## What you are asked to do
In the entries below, filter for the word "dirt" and copy every matching line.

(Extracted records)

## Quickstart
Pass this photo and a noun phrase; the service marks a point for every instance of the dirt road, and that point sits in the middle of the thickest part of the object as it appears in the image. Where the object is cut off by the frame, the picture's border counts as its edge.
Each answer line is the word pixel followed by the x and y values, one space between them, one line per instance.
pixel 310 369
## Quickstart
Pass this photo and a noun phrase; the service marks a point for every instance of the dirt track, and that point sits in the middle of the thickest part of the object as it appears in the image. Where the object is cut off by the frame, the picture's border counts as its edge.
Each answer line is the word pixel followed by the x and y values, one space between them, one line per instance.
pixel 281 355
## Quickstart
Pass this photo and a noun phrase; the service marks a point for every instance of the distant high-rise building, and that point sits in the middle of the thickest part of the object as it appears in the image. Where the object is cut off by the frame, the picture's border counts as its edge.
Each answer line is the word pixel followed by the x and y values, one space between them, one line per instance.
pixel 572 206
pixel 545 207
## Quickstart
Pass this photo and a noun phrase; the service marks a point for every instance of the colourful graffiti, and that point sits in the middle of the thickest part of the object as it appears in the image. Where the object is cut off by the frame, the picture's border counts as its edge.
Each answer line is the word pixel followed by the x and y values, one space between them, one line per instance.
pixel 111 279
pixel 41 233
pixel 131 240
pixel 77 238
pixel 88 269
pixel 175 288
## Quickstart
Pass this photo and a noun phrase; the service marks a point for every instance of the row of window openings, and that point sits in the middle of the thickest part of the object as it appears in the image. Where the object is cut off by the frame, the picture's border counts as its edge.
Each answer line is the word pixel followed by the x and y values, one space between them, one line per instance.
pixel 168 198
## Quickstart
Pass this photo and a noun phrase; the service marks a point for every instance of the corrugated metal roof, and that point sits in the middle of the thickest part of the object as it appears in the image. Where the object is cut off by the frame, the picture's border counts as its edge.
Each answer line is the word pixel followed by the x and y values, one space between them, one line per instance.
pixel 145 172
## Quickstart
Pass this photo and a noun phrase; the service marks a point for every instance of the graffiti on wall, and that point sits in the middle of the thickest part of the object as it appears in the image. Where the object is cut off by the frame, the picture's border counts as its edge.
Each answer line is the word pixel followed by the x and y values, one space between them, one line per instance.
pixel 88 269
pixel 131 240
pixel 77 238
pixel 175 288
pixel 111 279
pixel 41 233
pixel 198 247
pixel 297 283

## Solution below
Pass this photo and a noun phrase; the service marks a point for every instance of the dirt road, and that point sits in the middle of the thickest part of the object as it appears in the image. Where the object is cut off by the frame, the picture's border counts as its edge.
Pass this photo and a noun phrase; the service marks a point for every instance of the dirt track, and that point sits in the middle of the thickest part of the object as it appears in the image. Where the object is cut off by the frame, the picture's border counts as its edge.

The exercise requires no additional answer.